Photo by Rick Gush
The excitement in our neighborhood this week was a big swarm of bees. I was walking back from the garden and noticed a lot of bees in the air. I looked around and saw a small mass of bees gathering on a little olive tree in my neighbor’s yard. I rushed up to the office to grab my camera and went back down to take some photos. Although I’ve never kept bees myself, I’m pretty sure bees aren’t particularly dangerous even when they’re massing, so I got pretty close with the camera.
Lots of people keep bees here in Rapallo, Italy. One sees most of the brightly painted hives along the edges of the city, but a few people with the larger gardens in the city center also have bee hives. Several of the small farmers who sell produce at the daily vegetable market also sell honey, beeswax candles and propolis. I often buy propolis myself to use as a general protectant and a wound sanitizer.
Although we do see a lot of Honey bees in our garden, I think the larger portion of the bees we see are solitary bees. In addition to Mason bees, there are a half dozen species of big solitary bees that come around when the tomatoes and squashes are flowering. Some of those are particularly good looking bees. I think the fact that all the populated zones in Liguria are surrounded by brush and woodlands helps keep the number of wild bees quite high.
Photo by Rick Gush
The Honey bee situation here in Italy is, like the States, troubled by the Varroa mites, and beekeepers report a serious decline in hive population numbers. But there are so many people who do keep bees that even with the decline, there are a whole lot of Honey bees still flying around.

▶ _Record extracts_

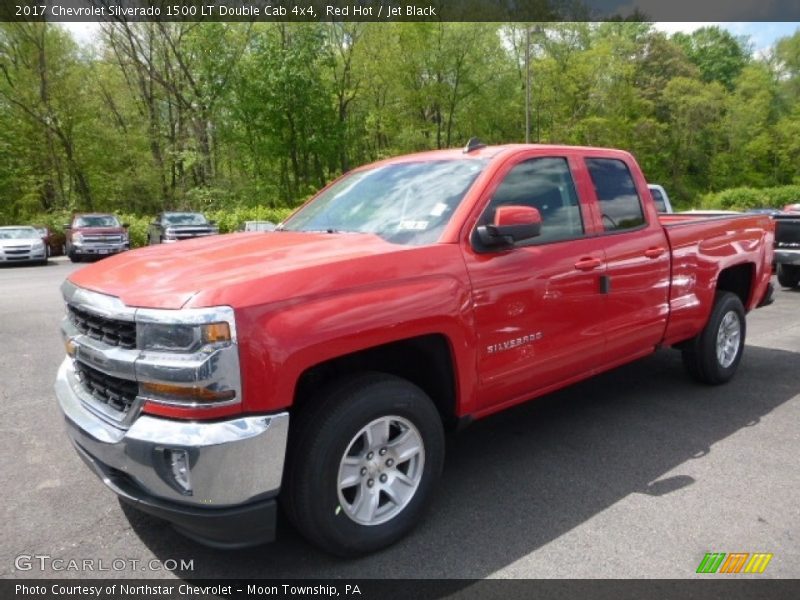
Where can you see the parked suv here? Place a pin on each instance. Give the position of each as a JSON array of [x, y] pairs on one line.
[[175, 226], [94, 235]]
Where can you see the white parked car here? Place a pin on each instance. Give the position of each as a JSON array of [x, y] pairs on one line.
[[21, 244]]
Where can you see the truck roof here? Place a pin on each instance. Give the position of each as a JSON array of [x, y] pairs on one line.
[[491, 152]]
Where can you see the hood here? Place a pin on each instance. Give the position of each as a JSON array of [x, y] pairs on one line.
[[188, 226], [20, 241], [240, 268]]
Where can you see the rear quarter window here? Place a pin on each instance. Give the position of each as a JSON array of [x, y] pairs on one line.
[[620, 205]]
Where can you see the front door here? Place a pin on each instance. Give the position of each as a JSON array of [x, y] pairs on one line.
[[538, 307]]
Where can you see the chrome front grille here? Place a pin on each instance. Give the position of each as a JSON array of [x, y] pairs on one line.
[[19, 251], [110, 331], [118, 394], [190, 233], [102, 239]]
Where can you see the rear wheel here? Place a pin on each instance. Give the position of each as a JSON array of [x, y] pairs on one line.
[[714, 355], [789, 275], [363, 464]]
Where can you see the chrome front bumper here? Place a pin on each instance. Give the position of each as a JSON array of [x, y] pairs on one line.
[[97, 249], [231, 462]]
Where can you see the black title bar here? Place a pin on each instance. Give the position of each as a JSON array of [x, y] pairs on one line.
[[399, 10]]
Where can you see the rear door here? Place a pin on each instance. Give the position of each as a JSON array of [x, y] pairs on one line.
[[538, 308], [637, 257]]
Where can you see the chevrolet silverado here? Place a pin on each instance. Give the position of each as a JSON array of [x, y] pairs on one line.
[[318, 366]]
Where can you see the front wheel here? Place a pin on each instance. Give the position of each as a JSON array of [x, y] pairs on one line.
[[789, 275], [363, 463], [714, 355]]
...
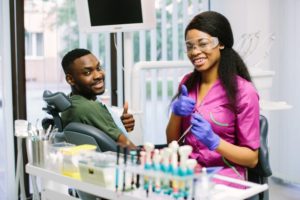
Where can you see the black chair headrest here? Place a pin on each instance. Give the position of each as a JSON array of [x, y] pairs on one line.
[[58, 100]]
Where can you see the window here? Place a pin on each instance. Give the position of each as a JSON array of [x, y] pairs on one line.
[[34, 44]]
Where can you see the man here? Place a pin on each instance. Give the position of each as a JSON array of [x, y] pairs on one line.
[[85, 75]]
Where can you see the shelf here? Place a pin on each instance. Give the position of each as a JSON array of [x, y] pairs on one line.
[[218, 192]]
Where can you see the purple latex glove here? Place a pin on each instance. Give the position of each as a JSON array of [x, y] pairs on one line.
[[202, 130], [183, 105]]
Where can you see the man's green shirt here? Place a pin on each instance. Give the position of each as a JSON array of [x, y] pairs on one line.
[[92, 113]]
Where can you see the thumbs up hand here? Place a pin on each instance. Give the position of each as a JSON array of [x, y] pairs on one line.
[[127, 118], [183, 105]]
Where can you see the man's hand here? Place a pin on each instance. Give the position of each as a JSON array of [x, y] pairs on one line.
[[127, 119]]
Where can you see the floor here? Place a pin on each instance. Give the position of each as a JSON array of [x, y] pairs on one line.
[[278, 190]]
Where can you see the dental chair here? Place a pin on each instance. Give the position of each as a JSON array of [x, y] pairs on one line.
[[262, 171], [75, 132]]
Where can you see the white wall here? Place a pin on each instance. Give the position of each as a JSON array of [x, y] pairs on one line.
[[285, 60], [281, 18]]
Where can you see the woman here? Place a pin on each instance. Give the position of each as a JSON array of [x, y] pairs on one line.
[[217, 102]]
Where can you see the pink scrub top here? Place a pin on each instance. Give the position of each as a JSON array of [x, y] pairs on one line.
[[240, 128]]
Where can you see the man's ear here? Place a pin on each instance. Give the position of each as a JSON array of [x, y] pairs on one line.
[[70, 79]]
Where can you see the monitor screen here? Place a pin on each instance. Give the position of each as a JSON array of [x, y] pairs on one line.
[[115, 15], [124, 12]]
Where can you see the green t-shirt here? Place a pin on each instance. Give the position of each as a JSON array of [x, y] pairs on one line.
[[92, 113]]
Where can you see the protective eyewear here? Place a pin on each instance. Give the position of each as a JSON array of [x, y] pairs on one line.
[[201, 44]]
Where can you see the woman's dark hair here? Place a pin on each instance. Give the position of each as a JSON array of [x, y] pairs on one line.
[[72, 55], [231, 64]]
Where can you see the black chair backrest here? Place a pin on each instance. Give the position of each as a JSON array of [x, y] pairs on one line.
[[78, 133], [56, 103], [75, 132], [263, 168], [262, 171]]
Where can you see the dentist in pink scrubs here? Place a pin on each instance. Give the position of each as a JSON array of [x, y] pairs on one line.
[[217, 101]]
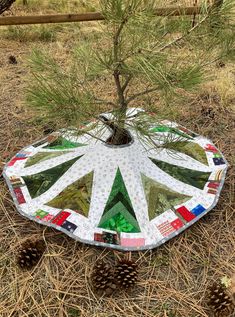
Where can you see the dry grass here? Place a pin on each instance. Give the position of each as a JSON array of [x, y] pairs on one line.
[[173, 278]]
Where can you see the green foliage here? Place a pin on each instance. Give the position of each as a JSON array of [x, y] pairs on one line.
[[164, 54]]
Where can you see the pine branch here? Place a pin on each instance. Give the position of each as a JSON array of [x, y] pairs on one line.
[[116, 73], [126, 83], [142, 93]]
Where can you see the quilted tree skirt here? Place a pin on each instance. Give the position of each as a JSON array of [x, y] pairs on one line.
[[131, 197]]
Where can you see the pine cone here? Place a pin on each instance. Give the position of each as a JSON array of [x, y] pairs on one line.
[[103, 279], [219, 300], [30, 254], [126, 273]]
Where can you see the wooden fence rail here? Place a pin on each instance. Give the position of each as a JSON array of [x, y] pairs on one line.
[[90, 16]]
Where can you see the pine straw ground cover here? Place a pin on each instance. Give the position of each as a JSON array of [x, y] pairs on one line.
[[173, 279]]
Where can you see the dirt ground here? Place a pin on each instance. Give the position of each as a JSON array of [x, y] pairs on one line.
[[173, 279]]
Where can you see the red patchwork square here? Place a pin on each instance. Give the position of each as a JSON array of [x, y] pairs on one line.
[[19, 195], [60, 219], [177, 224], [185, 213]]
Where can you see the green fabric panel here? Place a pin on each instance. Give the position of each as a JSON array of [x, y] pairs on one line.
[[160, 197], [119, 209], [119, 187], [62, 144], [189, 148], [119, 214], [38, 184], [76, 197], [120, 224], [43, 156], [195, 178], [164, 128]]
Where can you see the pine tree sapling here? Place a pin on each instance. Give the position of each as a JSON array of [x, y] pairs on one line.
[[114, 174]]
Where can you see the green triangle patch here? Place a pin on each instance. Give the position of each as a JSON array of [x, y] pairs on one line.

▶ _Exercise requirements_
Print the stretch of the bee swarm post above from "Lots of people" through "a wound sanitizer.", word for word.

▶ _In response_
Lots of people keep bees here in Rapallo, Italy. One sees most of the brightly painted hives along the edges of the city, but a few people with the larger gardens in the city center also have bee hives. Several of the small farmers who sell produce at the daily vegetable market also sell honey, beeswax candles and propolis. I often buy propolis myself to use as a general protectant and a wound sanitizer.